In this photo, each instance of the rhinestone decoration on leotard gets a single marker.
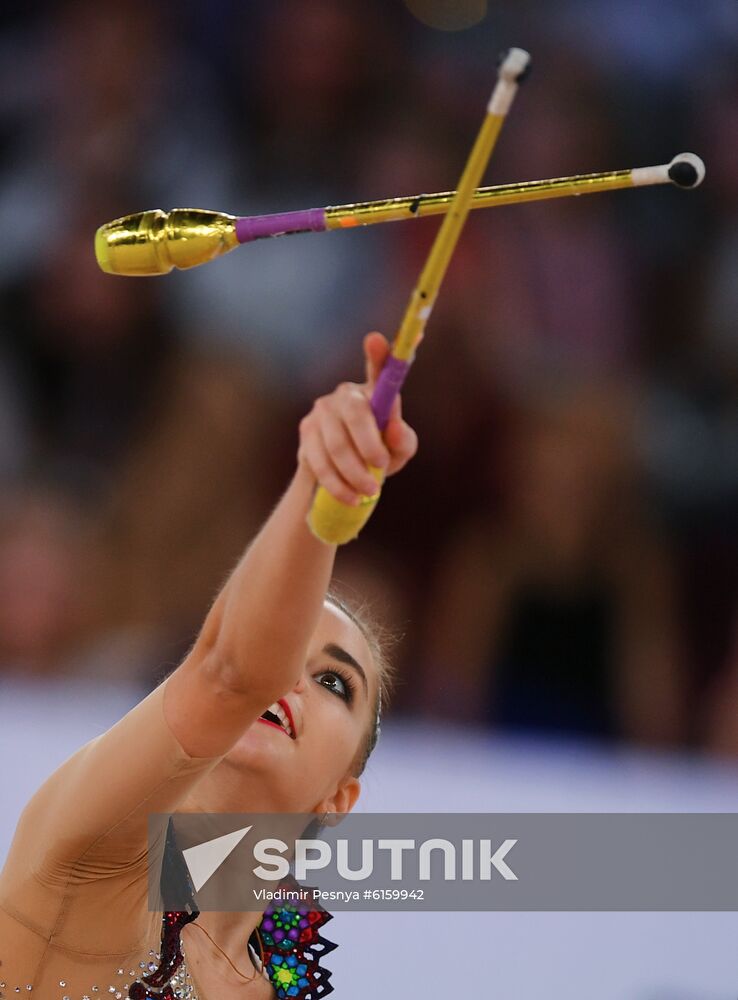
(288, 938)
+--
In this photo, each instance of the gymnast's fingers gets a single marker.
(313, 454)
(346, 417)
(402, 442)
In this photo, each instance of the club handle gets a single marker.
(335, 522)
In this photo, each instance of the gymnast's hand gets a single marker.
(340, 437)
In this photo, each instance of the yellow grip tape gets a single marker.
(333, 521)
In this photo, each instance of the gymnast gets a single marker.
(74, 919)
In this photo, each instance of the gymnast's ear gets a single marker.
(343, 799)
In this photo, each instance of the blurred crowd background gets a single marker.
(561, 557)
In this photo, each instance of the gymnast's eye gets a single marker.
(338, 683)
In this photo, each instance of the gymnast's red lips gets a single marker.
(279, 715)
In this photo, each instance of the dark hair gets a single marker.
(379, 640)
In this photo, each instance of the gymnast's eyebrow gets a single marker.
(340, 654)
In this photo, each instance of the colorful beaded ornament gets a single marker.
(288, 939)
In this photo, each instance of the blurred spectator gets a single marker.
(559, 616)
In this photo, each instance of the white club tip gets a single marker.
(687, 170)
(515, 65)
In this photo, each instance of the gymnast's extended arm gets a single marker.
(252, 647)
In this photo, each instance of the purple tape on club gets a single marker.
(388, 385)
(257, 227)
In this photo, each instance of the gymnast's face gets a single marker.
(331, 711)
+--
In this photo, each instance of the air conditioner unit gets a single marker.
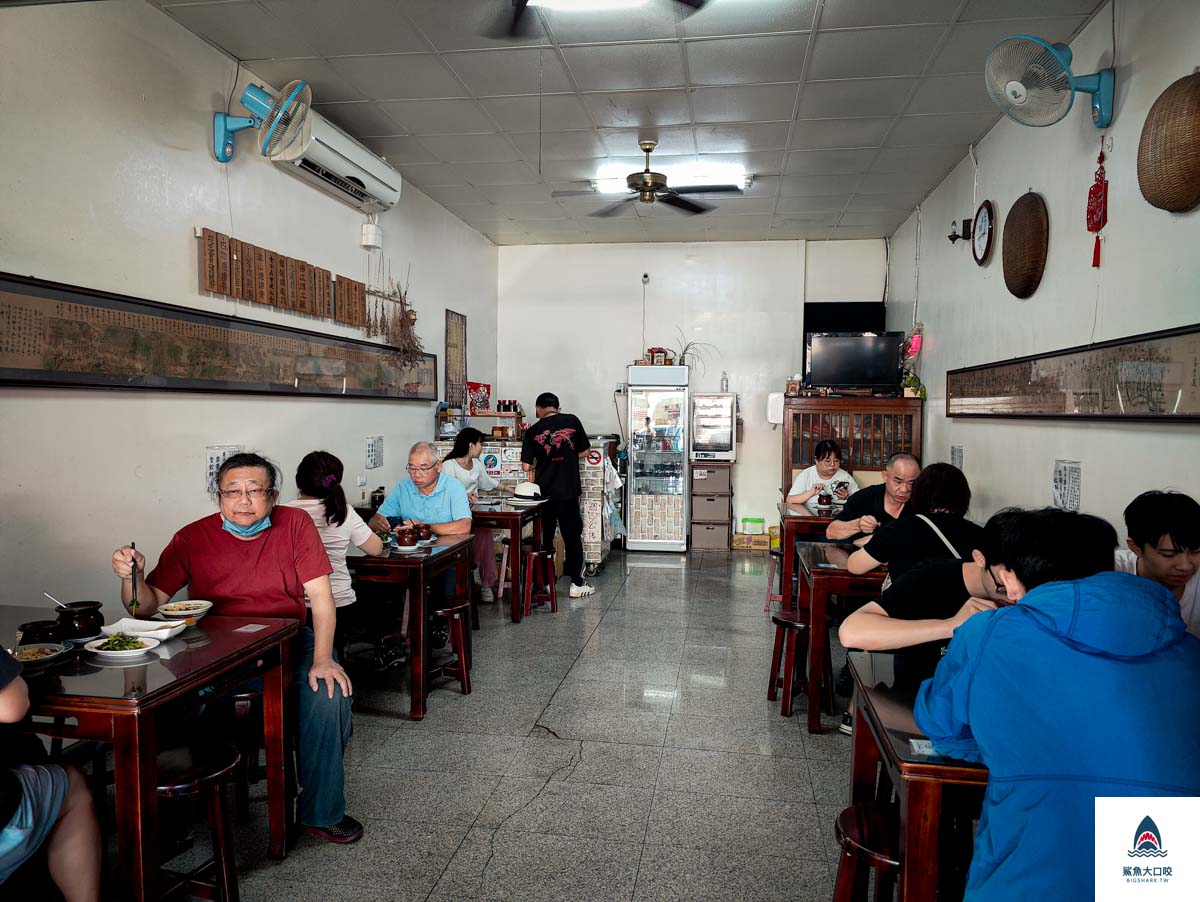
+--
> _Exercise directions_:
Please count the lines in the items above that contain the word "gymnast", and give only that number.

> _Solution_:
9